__Listed records__.
============================================================
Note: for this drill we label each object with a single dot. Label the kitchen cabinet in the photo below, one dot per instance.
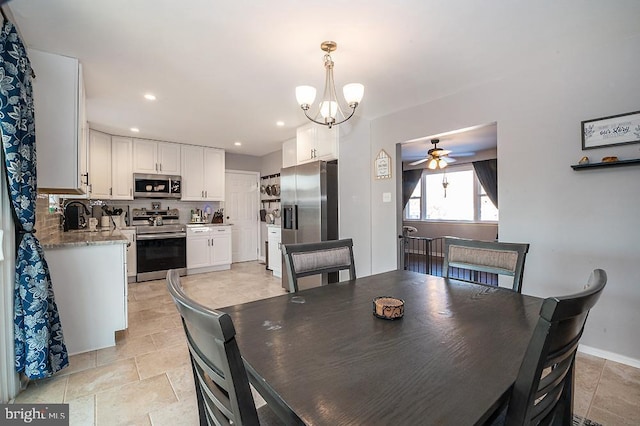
(314, 142)
(110, 167)
(131, 253)
(289, 153)
(121, 168)
(155, 157)
(208, 248)
(59, 105)
(203, 173)
(90, 285)
(275, 253)
(99, 165)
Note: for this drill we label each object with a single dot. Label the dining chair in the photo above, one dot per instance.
(306, 259)
(543, 391)
(474, 257)
(222, 384)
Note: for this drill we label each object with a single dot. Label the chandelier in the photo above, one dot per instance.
(329, 110)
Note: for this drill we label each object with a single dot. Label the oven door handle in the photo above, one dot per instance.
(161, 236)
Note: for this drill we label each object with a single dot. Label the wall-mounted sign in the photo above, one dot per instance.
(608, 131)
(382, 165)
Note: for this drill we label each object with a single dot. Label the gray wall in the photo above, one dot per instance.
(575, 221)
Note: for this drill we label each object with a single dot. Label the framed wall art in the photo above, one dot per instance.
(614, 130)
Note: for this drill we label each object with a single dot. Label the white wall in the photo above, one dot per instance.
(575, 221)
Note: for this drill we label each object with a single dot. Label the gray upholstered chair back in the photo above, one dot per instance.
(543, 390)
(485, 256)
(306, 259)
(222, 384)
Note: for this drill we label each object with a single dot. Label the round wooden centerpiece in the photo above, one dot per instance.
(387, 307)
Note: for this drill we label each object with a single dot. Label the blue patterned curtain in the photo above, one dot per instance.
(39, 344)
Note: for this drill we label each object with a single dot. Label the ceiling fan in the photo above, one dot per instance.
(437, 158)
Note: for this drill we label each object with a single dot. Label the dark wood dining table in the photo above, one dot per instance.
(327, 360)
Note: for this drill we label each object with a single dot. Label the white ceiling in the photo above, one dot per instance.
(226, 71)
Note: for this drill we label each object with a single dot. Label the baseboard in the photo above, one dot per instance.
(611, 356)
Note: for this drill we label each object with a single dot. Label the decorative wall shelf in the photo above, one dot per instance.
(618, 163)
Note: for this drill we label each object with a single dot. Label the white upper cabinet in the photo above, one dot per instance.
(203, 173)
(99, 165)
(153, 157)
(315, 142)
(169, 158)
(110, 167)
(121, 168)
(60, 124)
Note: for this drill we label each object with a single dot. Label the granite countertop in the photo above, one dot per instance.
(82, 238)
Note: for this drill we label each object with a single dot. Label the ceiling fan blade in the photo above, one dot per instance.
(438, 152)
(415, 163)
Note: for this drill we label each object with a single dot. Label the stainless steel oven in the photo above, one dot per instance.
(161, 244)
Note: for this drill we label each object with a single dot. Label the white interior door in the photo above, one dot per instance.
(241, 208)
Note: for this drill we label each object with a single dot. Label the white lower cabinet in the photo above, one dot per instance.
(275, 253)
(90, 286)
(208, 248)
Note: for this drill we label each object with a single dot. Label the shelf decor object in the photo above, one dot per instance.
(619, 163)
(329, 109)
(618, 129)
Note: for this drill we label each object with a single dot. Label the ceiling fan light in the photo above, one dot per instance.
(353, 94)
(305, 95)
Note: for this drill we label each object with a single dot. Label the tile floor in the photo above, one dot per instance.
(146, 378)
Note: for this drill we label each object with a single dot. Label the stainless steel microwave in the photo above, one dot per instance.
(156, 186)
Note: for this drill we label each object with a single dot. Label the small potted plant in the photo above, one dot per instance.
(217, 216)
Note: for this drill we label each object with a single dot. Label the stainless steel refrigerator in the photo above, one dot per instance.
(309, 205)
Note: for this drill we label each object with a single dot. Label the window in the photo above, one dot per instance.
(461, 199)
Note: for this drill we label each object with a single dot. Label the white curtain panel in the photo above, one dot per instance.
(9, 381)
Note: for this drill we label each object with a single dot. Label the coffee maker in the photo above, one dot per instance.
(74, 216)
============================================================
__Task instructions__. The result should be an exact repetition of all the records. Drop the pictures.

__Result__.
Note: for this drill we label each object with a single dot. Label the kitchen cabinet in the photo below, one dot per instance.
(314, 142)
(110, 167)
(131, 253)
(289, 153)
(121, 168)
(155, 157)
(208, 248)
(59, 105)
(203, 173)
(90, 285)
(275, 253)
(99, 165)
Note: for this drill we label each object with a single dot. Label the dining chair in the photo above, one dot per instance.
(306, 259)
(543, 391)
(474, 257)
(222, 384)
Note: for this drill we label each object with a single dot. Label the chandelier in the photo above, one dot per instance.
(329, 110)
Note: for this drill we label each object with a single dot. Label the oven door handle in the photo above, one dot per instance.
(161, 236)
Note: for this drill we label each object with a single dot. Label the wall-mounted sign in the photo above, one dot per instance.
(608, 131)
(382, 165)
Note: for this drill we label each object with a single dot. Label the gray wall in the photo above, one dot per instance.
(575, 221)
Note: for this drill we label each object with a single dot. Label the framed wall art in the photo above, one dot per instance.
(614, 130)
Note: for this drill we label each object with a single dot. Label the white wall in the photo above, one dot per instance.
(575, 221)
Note: for this drill we label each object with a single dot. Label the gray upholstered chair back in the photo above, one dot per instance.
(543, 390)
(485, 256)
(306, 259)
(222, 384)
Note: for this drill we label each object with a single dot. Label the round wooden centerpiece in the photo above, one dot per instance.
(387, 307)
Note: for this drill we label each object with a single dot. Label the blue patterned curtain in the photo above, one dot per instance.
(39, 344)
Note: for this drill we label each object with a single dot. Label the ceiling fan in the photo above, one dot per instance.
(437, 158)
Note: for this drill we label each object with a single dot. Label the dark wood dining table in the photo above, one dot per instance.
(327, 360)
Note: for this drill we label each object with a single dot. Label the white ceiling in the photo above, one dot per instance.
(226, 71)
Note: for this drill we label each object with a single dot. Label the baseboard in the photo above, one dot per instance.
(611, 356)
Note: for this drill we label each object with a single dot. Label the decorative wall shelf in the photo above, one dot per instance.
(618, 163)
Note: for this drill we label each object with a single dot. Label the white upper cabinet in the photo above, one dot per instance.
(203, 173)
(99, 165)
(153, 157)
(315, 142)
(169, 158)
(110, 167)
(121, 168)
(60, 124)
Note: for this drill we label each object with a single dot. Label the granite countertop in the photo above, one dot per instance.
(82, 238)
Note: for this drill we label each object with a single dot. Label the ceiling fan blade in the photo above, one dot per instance.
(438, 152)
(415, 163)
Note: for this drill we label each object with a single dot. Label the stainless steel oven in the photo above, one dot per instance.
(161, 244)
Note: for this drill we label each object with a single dot. Label the white interior door in the photo above, one dot per instance.
(241, 208)
Note: for this drill we label each object with a single dot. Label the white lower cabinet in the photo above, one dot per instance.
(275, 253)
(90, 286)
(208, 248)
Note: for this drill we label each object with a single dot. Label the shelf decor object in the photo above, one dot per instance.
(619, 163)
(329, 109)
(618, 129)
Note: for this drill we label each object with a single dot. Label the ceiling fan light in the photo above, one dot per instance.
(353, 94)
(305, 95)
Note: for this drill we label each object with a single dot. Label the tile floor in the photo above, one dot per instance.
(146, 378)
Note: for this drill we label each object with a single dot. Label the stainless steel microwave in the photo above, one dot per instance.
(156, 186)
Note: for this drill we label each object with a single dot. Label the small potted plant in the photo above, one dot per instance.
(217, 216)
Note: for this drill we label each object with a single dot. Label the stainless steel refrigerator in the photo above, one dot per instance.
(309, 205)
Note: for this drill we label each object with a single dot. Label the window in the photo above, one dot per instance.
(461, 199)
Note: for this drill we label each object with a single dot. Label the white curtain panel in the photo above, one dot per instance.
(9, 381)
Note: for this drill we label each object with a single dot. Label the coffee maker in the photo above, one dot per instance.
(74, 216)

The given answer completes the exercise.